▸ EXTRACT:
━━━━━━━━━━━━━━━━
Wed, May 24, 2006 - 9:38 PM
My dad spent a year in China, back in 1968, during the Cultural Revolution. At the time, I was in my mom's womb and Mom was locked up in a cell at an Army base in Brazil. One day you've got to meet my dad and exchange impressions.
Wed, May 24, 2006 - 10:39 PM
Start a revolution
Wearing that priest robe, you could have gotten some followers, and then if you were lucky, gotten arrested. International news agencies love that shit. Good luck.

Oh yeah, the San Francisco Unified School District blocks Death Penalty from any search sites. Long live the first amendment!
Wed, May 24, 2006 - 11:05 PM
Chicken should be wearing priest's robes (even fake-priest's robes) cuz he's always some-twisted-how doing god's work.
Wed, May 24, 2006 - 11:15 PM
No.. not god's work.. but the dog's work..
Thu, May 25, 2006 - 9:48 AM
"Then I decide it's not really that hot. And it starts to rain."

You are so magic!
Thu, May 25, 2006 - 11:32 PM
go to
Kathok Monastery. It's the oldest, largest Nyingma monastery in Tibet. I took refuge vows from the abbot there - Tulku Karma Rinpoche.

and beware the butter tea.
Fri, May 26, 2006 - 4:32 AM
I lived in china for six years...I moved there in 89 when I was still in elementary school a lot of it when I was a teenager... once we got the internet it was my only outlet to the outside world and so much of that was inaccessable.... I miss it... I want to go back...and I can't bear chinese food in america for the most part except in Chinatowns or other densly populated chinese suburbs... it insults my palate and a lot of chinese food is not made by chinese in America...
━━━━━━━━━━━━━━━━
▸ GIVEN PROBLEM A:
Answer these questions about the forum thread:
(i) In what year did the first writer's dad spend a year in China?
(ii) Which school district blocks Death Penalty from search sites?
(iii) What monastery does one writer say to go to?
▸ GIVEN PROBLEM B:
Write out the forum thread again, starting at "Thu, May 25, 2006 - 11:32" and ending at "chinese in America...", swapping "butter tea" for "yak cheese".
━━━━━━━━━━━━━━━━
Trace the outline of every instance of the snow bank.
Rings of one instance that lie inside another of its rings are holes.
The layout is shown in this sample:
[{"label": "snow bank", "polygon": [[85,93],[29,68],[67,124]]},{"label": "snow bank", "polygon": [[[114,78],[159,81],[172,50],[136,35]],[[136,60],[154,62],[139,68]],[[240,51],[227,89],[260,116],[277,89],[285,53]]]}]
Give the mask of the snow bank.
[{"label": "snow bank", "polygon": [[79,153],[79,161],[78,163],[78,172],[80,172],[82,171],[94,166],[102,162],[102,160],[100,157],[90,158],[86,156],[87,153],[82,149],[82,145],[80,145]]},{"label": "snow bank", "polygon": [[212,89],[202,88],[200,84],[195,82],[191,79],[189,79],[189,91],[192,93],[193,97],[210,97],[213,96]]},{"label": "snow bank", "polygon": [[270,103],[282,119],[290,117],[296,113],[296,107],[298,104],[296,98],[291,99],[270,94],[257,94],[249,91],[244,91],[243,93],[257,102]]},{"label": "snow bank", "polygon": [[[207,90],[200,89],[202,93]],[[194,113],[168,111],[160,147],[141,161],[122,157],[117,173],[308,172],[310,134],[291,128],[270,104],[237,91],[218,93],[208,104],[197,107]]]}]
━━━━━━━━━━━━━━━━
▸ FINISHED ANSWER A:
(i) 1968
(ii) The San Francisco Unified School District
(iii) Kathok Monastery

▸ FINISHED ANSWER B:
Thu, May 25, 2006 - 11:32 PM
go to
Kathok Monastery. It's the oldest, largest Nyingma monastery in Tibet. I took refuge vows from the abbot there - Tulku Karma Rinpoche.

and beware the yak cheese.
Fri, May 26, 2006 - 4:32 AM
I lived in china for six years...I moved there in 89 when I was still in elementary school a lot of it when I was a teenager... once we got the internet it was my only outlet to the outside world and so much of that was inaccessable.... I miss it... I want to go back...and I can't bear chinese food in america for the most part except in Chinatowns or other densly populated chinese suburbs... it insults my palate and a lot of chinese food is not made by chinese in America...